Exercise data
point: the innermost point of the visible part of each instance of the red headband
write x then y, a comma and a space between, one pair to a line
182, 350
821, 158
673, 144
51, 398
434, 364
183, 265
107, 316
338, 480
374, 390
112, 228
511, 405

Written problem
Rewrite every line of the material above, keeping the requests as they are and multiplying each x and y coordinate in the answers by 1.7, then rounding to the nearest whole number with halves rounded up.

Output of the exercise
point: the innermost point of the visible part of each instance of the red headband
write x then y, a comma and a space between, one pair to a line
309, 595
1396, 269
1144, 245
87, 677
738, 619
311, 451
182, 537
575, 816
636, 663
190, 388
869, 689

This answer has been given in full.